PROBLEM SET »
1. In the passage on the problem of other minds, what belief-forming method is called topic-neutral?
2. According to the passage on the problem of other minds, what kinds of states does Plantinga say criteria-based inferences lead to firm specific beliefs in? List all of them.

EXCERPTED TEXT »
Let’s assume that this is a good criticism (I think it’s at least an interesting one). Does it extend to the second problem of other minds? Per Plantinga, we assume a range of criteria-based inferences to firm specific beliefs in a range of perceivings, intendings, emotions, and feelings, as well as to general classifications of them as believers and desirers. That leaves us with the challenge of spelling out how we get to specific general beliefs and final desires, and similar kind of states. Could we see these as a kind of tenuous belief, like a scientific hypothesis? The thesis would not now be that a child would go wrong in the firmness of his beliefs that his mother has feelings, is a thinker, etc–for those are criterion-backed judgements. But he would go wrong if he were comparably firm in his ascription of general beliefs and final desires to her. I take it that while some of our (and a child’s) ascriptions of general beliefs and desires to others will be tenuously held, others, and particularly negative ascriptions, are as firm as any other. I’m as firmly convinced that my partner harbours no secret final desire to corrupt my soul, and that she believes that the sun will rise tomorrow, as I do in her being a believer at all, or someone who feels pain, emotions, and sees the things around her. So I think if there’s merit to Plantinga’s criticism of the IBE model as a response to the original problem of other minds, it extends to using it as a response to the other problem of other minds.

The nice thing about appealing to a topic-neutral belief forming method like inference to the best explanation would be that we’d know exactly what we’d need to do to show that the ascriptions we arrive at are warranted, by Plantigan lights (the one sketched a couple of paras earlier). But the Plantigan worry about IBE is that it does not vindicate the kind of ascriptions that we in fact indulge in. This shows, I think, why Plantingans cannot ignore the problem of saying something more about the structures that underpin ascriptions of general beliefs, final desires and the like. The need there to be some part of our cognitive system issuing in the relevant mental states ascriptions which (like IBE) is reliable in normal circumstances but which (unlike IBE) reliably issues in the very ascriptions we find ourselves with. It’s not at all obvious what will fit the bill, and without that, we don’t have a general Plantingan answer to the problem of other minds.

DATA SECTION »
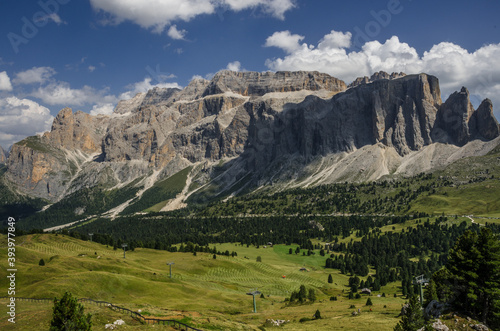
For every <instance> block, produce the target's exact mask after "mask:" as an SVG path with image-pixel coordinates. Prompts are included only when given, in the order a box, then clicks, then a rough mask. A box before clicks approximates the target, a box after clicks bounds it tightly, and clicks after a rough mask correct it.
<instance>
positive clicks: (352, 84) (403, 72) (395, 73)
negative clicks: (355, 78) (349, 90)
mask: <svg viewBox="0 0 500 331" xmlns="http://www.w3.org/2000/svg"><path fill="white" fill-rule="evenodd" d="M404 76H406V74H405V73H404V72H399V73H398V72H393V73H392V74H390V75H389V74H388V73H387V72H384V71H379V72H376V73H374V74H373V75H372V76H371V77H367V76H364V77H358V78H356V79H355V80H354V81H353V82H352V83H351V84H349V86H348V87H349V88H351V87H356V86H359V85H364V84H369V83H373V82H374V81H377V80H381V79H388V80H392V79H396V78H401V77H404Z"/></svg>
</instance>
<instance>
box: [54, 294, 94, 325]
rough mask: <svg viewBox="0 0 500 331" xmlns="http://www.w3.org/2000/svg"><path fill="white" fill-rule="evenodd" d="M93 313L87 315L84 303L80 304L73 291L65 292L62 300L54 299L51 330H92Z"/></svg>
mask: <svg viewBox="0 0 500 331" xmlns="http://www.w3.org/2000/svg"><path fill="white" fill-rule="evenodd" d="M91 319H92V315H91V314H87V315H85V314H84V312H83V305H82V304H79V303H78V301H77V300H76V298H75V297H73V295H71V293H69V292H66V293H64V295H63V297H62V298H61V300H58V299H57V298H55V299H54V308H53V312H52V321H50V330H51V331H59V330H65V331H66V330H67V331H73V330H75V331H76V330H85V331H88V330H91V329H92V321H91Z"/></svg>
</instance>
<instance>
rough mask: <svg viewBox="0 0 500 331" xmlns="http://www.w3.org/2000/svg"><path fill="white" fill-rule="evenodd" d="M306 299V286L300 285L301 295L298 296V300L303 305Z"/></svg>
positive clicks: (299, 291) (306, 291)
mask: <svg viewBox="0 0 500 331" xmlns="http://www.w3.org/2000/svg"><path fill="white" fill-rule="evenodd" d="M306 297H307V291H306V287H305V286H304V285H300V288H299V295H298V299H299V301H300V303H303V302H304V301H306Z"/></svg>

--

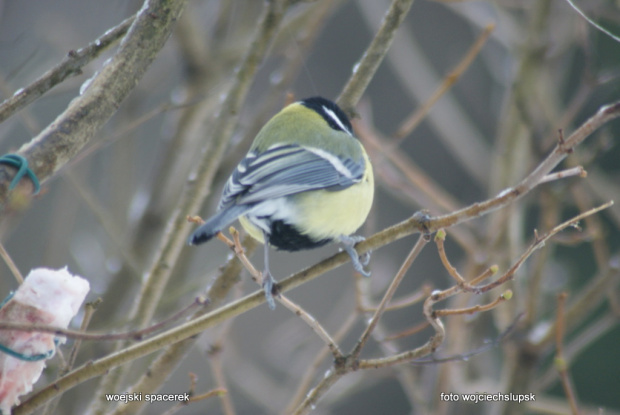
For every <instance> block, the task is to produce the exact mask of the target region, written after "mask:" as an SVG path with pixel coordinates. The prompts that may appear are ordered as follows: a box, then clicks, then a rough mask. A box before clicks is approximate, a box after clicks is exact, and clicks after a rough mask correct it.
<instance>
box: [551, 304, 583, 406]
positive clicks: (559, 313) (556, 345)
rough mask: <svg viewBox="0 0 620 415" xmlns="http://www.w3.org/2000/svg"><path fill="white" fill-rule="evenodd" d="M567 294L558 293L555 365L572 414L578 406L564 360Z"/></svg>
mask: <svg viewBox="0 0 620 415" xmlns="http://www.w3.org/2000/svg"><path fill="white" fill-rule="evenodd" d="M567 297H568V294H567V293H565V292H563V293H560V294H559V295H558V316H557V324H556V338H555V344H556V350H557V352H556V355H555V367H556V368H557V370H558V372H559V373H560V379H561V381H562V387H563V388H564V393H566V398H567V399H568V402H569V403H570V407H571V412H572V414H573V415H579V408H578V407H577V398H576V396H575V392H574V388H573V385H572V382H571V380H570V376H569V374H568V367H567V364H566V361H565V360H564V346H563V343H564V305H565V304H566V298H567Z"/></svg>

OUTPUTS IN ORDER »
1. Inference to the best explanation (IBE).

2. Perceivings, intendings, emotions, and feelings.